::: Text block

Zinc selenide is the inorganic compound with the formula ZnSe. It is a lemon-yellow solid although most samples have a duller color due to the effects of oxidation. It is an intrinsic semiconductor with a band gap of about 2.70 eV at 25 C, equivalent to a wavelength of 459 nm. ZnSe occurs as the rare mineral stilleite, named after Hans Stille.

==Synthesis and properties==
ZnSe is available in both hexagonal (wurtzite) and cubic (zincblende) polymorphs. In both cases, the Zn^{2+} and Se^{2−} sites are tetrahedral. The difference in the structures related to close packing motifs, hexagonal vs cubic.

Cubic ZnSe is produced by treatment of an aqueous solution of zinc sulfate with hydrogen selenide:
ZnSO4 + H2Se -> ZnSe + H2SO4
Heating the cubic form gives hexagonal ZnSe.

An alternative synthesis involves heating a mixture of zinc oxide, zinc sulfide, and selenium:
2 ZnO + ZnS + 3 Se -> 3 ZnSe + SO2
It is a wide-bandgap semiconductor of the II-VI semiconductor group (since zinc and selenium belong to the 12th and 16th groups of the periodic table, respectively). The material can be n-type doped with, for instance, halogen elements. P-type doping is more difficult, but can be achieved by introducing gallium.

Similar to zinc sulfide, ZnSe is produced as microcrystalline sheets by synthesis from hydrogen selenide gas and zinc vapour. Another method of producing is a growth from melt under excessive pressure of inert gas (Ar usually).

It can be deposited as a thin film by chemical vapour deposition techniques including MOVPE and vacuum evaporation.

==Reactions==
ZnSe is insoluble in water, but dissolves in concentrated hydrochloric acid giving hydrogen selenide gas.

::::::

Please reproduce the zinc selenide text word for word, starting with "Similar to zinc" and going on through "hydrogen selenide gas.".

::: Listed entries

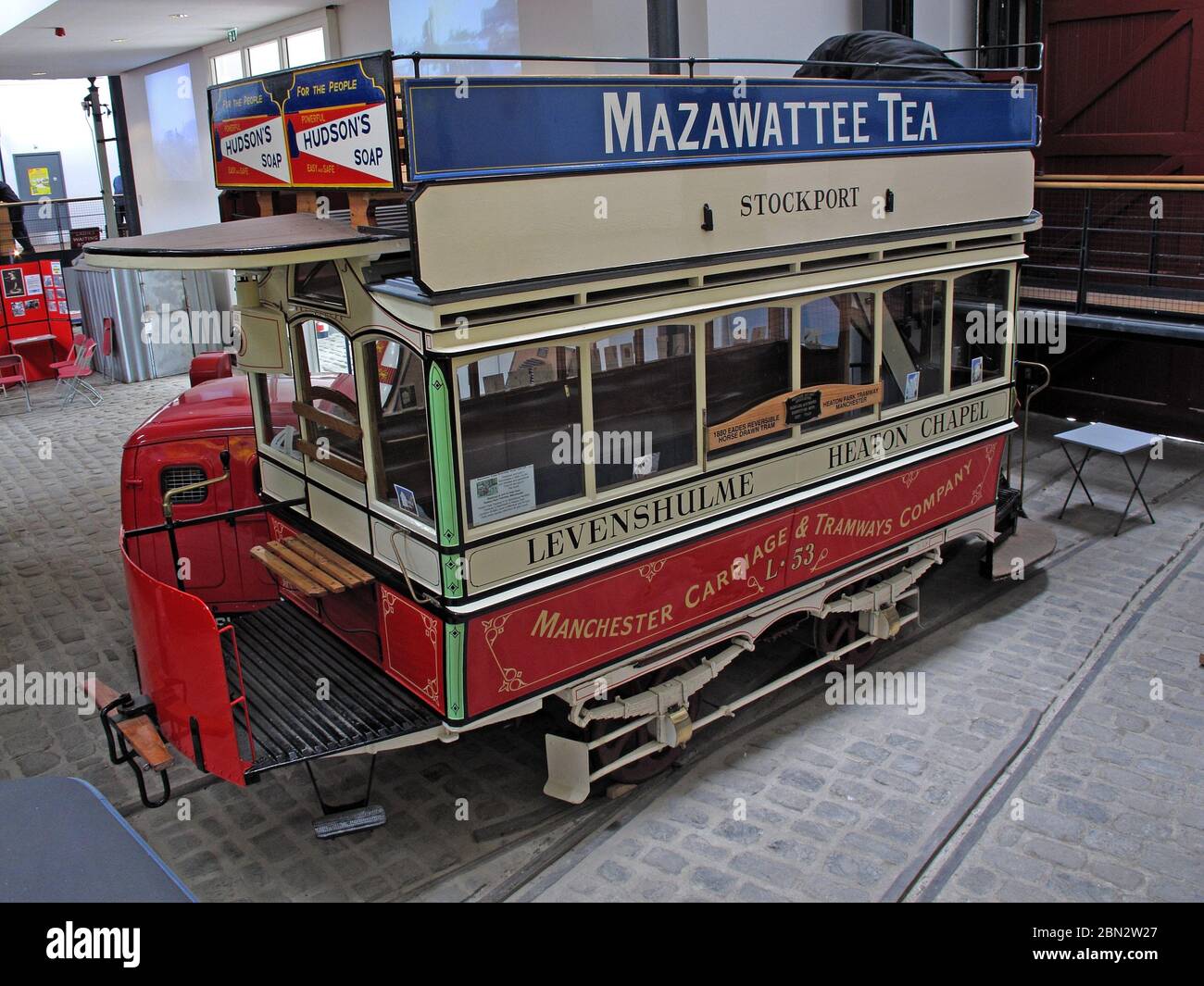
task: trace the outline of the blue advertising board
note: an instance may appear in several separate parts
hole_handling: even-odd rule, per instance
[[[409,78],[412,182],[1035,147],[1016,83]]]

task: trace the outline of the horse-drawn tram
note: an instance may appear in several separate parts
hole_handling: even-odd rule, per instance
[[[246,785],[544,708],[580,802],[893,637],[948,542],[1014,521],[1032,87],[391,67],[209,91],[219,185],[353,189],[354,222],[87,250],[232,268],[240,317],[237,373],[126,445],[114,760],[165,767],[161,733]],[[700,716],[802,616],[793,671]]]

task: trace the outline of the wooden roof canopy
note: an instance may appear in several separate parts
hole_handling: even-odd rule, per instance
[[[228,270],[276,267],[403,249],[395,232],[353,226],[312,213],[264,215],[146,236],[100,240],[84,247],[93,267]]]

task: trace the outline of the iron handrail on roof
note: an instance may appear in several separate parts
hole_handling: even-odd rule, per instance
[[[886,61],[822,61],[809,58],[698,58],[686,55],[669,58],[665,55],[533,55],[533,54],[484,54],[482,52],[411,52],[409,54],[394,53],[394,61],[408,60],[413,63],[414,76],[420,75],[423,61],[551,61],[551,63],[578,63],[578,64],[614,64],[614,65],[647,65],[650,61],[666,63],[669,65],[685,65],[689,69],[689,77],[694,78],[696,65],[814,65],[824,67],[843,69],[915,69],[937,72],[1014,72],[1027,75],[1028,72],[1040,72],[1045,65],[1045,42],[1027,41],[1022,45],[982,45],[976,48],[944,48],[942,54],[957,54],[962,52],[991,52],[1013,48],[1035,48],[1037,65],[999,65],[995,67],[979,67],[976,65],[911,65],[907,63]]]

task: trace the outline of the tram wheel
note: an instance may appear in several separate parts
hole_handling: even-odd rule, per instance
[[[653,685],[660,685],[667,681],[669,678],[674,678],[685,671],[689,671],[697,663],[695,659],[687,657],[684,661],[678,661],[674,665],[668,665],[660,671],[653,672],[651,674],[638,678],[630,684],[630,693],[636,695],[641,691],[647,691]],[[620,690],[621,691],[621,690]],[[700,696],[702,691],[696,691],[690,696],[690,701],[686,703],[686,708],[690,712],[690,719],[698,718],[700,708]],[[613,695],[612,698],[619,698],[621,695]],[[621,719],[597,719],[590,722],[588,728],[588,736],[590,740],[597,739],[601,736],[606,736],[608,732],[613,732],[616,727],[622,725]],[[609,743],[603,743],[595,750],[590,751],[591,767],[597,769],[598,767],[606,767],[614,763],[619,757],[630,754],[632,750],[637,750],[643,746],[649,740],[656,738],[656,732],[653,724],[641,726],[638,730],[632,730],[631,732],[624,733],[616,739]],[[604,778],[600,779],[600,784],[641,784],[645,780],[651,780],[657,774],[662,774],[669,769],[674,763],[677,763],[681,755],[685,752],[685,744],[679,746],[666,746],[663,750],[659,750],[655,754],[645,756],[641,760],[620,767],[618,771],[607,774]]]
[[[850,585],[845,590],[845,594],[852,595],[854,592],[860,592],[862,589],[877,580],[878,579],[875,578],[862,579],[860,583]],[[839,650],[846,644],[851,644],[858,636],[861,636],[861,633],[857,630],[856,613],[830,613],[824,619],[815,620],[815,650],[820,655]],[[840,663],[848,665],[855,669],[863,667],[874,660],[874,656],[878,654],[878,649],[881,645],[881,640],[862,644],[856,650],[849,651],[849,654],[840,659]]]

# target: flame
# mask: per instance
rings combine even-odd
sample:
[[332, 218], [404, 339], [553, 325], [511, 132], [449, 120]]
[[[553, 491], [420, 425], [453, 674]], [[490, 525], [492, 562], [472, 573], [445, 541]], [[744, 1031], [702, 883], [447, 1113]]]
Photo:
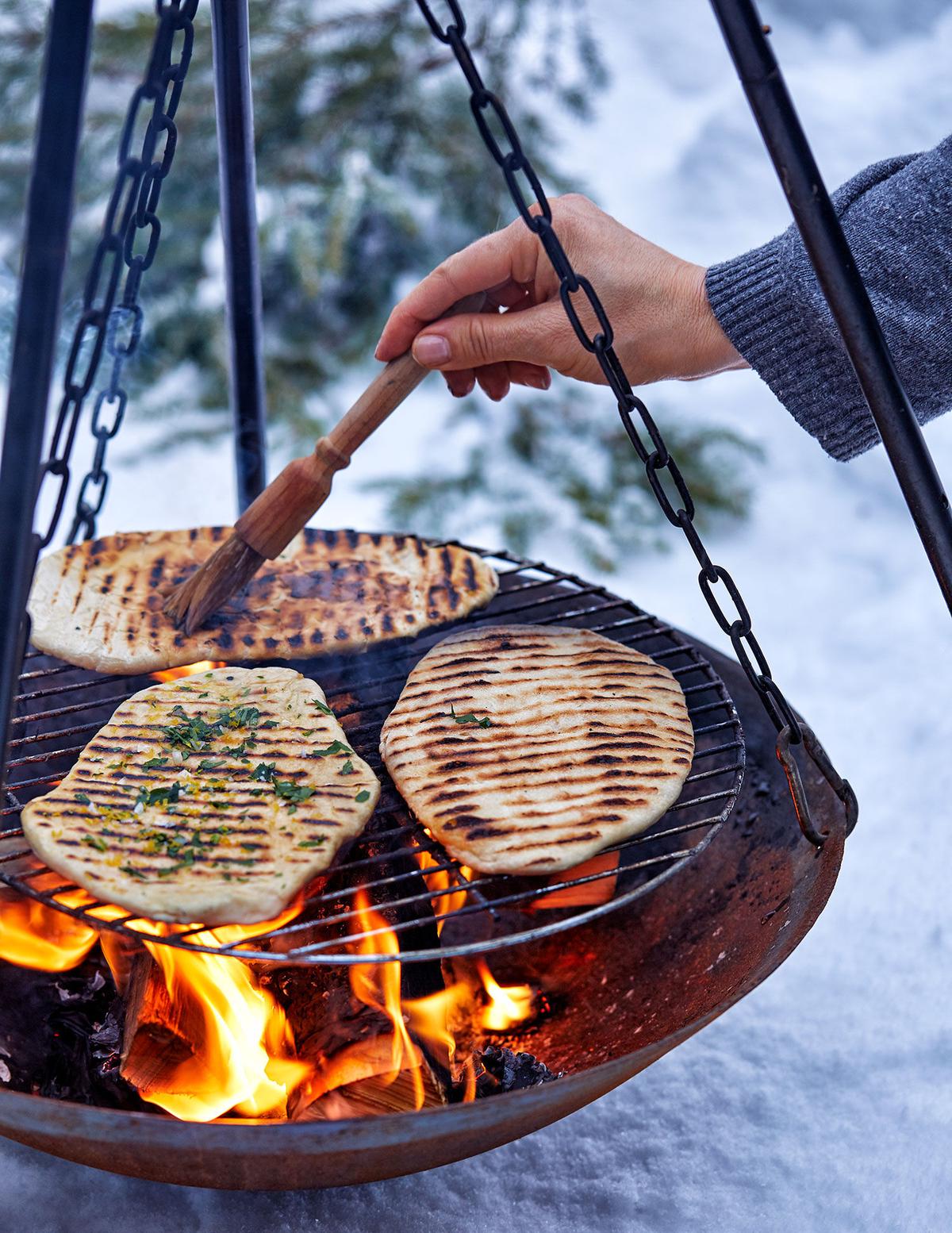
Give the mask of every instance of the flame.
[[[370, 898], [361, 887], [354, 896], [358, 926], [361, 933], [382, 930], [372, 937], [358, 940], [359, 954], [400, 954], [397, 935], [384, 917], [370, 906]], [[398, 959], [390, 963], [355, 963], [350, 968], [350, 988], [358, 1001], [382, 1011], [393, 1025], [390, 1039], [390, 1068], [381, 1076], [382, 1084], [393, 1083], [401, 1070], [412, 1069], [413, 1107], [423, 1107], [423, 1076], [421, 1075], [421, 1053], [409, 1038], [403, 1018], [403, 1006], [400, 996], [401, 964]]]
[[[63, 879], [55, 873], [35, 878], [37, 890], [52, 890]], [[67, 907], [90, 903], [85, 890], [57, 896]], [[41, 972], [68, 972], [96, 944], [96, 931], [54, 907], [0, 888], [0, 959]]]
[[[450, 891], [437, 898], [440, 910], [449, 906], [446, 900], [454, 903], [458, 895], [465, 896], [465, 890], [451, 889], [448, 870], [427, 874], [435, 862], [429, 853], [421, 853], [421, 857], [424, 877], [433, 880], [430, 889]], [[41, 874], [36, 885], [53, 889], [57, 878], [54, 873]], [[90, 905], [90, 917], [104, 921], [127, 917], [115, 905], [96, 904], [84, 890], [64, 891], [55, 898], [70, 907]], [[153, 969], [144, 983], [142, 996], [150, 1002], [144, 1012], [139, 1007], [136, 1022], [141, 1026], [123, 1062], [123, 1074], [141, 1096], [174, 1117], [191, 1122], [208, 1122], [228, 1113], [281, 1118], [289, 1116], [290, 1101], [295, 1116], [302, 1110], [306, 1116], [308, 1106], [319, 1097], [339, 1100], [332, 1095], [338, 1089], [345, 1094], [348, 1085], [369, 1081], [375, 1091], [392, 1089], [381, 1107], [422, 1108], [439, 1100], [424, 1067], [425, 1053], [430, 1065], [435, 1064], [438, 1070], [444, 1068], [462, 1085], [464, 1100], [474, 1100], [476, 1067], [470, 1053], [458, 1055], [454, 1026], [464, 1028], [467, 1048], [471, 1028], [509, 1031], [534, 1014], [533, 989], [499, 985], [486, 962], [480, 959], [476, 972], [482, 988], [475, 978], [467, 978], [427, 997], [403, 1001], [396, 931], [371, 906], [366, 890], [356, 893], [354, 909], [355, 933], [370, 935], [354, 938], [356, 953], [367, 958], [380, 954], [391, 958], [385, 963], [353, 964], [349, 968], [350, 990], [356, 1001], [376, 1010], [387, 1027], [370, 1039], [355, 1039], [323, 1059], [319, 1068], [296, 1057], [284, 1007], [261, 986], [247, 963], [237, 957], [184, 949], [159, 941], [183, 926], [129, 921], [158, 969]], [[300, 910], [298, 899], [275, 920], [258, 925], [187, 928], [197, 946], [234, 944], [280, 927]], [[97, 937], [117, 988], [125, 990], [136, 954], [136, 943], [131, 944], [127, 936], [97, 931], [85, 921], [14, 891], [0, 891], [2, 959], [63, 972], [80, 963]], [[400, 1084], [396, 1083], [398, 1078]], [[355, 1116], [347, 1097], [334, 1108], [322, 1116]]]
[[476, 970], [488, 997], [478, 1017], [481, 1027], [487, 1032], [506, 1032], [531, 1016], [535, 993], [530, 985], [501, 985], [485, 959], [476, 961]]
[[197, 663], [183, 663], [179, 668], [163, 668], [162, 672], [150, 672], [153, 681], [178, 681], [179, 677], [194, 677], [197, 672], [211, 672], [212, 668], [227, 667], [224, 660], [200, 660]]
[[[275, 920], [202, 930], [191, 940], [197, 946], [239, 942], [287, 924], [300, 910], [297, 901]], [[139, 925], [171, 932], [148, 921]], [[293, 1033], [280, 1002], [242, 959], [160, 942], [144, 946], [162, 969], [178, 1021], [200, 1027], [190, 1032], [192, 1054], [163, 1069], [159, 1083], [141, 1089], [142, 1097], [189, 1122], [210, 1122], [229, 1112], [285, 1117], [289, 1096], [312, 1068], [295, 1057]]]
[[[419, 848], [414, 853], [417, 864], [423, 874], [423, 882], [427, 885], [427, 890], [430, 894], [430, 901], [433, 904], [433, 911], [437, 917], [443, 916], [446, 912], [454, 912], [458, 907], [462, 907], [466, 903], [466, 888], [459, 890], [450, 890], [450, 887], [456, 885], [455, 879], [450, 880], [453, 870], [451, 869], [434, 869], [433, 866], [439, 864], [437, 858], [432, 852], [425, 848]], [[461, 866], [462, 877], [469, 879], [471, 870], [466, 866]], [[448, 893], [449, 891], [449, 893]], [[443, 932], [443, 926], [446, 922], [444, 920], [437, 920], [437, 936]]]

::::::
::: Listed entries

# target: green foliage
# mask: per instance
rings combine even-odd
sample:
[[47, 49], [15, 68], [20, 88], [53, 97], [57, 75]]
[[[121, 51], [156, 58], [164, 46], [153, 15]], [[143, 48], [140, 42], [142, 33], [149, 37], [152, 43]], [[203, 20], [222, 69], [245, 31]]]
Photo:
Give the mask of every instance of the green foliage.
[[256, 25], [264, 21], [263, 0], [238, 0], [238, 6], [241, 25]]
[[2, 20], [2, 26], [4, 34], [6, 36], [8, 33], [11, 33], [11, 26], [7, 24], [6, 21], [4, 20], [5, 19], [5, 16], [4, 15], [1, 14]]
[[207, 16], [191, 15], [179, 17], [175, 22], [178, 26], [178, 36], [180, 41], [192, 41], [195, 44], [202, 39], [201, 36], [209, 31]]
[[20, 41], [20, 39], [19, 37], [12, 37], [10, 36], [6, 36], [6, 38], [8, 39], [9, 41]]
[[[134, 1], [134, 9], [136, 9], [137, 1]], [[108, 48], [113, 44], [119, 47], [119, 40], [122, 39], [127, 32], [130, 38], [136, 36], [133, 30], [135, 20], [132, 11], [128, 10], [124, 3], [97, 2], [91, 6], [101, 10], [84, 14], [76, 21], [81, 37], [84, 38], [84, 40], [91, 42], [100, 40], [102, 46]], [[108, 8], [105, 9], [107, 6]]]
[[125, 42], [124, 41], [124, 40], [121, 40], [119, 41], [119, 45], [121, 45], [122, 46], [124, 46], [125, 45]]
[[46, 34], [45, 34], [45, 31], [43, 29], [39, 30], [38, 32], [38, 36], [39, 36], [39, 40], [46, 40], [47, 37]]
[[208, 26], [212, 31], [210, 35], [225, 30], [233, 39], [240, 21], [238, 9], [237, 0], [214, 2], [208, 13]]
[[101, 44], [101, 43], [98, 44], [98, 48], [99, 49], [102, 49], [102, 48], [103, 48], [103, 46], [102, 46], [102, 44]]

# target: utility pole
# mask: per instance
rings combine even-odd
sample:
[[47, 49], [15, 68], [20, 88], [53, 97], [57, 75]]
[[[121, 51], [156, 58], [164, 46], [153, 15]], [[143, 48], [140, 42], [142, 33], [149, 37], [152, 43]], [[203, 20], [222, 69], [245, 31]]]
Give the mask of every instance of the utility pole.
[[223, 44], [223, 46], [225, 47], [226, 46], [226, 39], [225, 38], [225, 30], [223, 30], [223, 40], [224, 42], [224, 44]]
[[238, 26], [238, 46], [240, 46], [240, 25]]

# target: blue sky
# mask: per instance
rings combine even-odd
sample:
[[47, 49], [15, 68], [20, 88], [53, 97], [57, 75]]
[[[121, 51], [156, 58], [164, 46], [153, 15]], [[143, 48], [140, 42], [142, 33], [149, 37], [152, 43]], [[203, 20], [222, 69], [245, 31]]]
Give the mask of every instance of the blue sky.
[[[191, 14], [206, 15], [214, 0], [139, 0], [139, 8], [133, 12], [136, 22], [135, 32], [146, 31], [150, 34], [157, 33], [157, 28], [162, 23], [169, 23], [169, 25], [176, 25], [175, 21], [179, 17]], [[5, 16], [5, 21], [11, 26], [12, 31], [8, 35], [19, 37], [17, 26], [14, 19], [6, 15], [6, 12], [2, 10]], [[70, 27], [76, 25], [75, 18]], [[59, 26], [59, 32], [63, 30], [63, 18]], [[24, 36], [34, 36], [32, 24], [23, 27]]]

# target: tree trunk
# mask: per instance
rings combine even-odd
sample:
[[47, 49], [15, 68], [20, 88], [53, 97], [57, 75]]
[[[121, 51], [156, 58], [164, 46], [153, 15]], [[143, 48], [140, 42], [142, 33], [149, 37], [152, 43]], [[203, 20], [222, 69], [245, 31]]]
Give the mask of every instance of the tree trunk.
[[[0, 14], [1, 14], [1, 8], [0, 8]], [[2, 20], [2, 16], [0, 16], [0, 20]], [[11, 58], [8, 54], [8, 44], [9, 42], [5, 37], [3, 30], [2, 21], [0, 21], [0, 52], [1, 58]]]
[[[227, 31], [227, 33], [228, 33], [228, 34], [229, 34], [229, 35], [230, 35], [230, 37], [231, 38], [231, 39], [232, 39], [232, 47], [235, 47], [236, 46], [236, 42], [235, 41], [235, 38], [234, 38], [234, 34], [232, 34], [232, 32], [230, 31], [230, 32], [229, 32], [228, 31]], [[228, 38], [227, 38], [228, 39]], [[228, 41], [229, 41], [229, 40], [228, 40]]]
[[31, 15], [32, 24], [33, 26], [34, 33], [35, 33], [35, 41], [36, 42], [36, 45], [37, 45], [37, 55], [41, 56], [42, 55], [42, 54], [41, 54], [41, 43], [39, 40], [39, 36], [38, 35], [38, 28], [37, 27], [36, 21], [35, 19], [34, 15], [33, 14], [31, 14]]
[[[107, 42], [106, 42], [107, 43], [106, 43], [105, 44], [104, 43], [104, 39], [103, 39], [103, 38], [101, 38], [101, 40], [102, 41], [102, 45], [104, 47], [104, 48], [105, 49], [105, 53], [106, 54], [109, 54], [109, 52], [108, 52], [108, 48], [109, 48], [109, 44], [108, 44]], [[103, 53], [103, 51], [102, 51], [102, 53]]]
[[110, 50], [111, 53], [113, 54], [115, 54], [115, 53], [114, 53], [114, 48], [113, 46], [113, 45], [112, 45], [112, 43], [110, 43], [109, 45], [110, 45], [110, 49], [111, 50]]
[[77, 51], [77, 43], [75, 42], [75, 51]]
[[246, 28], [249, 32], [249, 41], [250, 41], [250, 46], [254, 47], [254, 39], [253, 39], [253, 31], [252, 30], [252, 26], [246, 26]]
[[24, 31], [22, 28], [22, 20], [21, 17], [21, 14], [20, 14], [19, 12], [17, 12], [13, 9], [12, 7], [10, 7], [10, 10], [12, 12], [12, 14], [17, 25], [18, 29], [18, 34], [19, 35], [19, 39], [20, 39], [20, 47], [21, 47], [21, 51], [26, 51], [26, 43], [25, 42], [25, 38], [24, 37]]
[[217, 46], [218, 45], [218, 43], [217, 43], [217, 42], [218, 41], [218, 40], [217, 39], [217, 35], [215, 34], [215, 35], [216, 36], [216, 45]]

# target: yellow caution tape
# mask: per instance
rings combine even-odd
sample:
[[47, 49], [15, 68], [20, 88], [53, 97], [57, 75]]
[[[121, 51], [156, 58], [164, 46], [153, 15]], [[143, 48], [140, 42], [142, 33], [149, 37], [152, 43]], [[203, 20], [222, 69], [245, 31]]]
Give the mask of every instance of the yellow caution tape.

::::::
::: Listed entries

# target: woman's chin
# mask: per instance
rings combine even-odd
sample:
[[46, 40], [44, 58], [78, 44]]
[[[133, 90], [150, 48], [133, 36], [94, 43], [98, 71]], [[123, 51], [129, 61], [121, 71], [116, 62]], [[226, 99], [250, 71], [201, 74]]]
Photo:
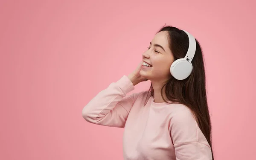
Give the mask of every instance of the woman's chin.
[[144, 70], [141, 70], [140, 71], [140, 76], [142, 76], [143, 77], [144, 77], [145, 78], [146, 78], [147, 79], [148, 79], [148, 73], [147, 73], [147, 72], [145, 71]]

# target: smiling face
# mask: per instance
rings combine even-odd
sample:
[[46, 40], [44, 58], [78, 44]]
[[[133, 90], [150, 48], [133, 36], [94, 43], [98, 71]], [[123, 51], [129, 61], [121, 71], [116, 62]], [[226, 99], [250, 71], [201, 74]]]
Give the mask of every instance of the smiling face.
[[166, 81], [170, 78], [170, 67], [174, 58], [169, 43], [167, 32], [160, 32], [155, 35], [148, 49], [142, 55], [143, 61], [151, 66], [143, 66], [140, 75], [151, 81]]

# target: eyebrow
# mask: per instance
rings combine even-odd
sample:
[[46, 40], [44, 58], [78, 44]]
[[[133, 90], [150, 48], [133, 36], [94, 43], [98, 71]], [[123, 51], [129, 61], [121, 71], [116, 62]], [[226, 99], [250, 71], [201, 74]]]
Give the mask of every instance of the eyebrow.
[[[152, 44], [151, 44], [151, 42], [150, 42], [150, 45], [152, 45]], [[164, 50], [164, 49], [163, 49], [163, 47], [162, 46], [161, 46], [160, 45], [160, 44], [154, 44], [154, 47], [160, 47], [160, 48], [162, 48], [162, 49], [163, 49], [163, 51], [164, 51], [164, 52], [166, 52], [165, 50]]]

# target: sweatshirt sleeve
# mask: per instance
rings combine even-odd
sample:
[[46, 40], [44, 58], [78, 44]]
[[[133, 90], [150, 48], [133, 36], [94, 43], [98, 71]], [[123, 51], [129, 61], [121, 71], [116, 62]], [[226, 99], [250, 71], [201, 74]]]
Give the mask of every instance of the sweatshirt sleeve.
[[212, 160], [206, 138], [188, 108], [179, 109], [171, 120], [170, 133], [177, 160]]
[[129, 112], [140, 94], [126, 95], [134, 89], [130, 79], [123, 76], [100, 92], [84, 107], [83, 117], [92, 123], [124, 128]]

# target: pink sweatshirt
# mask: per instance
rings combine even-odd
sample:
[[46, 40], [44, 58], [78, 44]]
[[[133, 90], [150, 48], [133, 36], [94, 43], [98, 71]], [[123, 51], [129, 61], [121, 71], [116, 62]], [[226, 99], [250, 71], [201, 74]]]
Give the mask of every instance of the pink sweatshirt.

::::::

**Solution for this task:**
Similar to zinc sulfide, ZnSe is produced as microcrystalline sheets by synthesis from hydrogen selenide gas and zinc vapour. Another method of producing is a growth from melt under excessive pressure of inert gas (Ar usually).

It can be deposited as a thin film by chemical vapour deposition techniques including MOVPE and vacuum evaporation.

==Reactions==
ZnSe is insoluble in water, but dissolves in concentrated hydrochloric acid giving hydrogen selenide gas.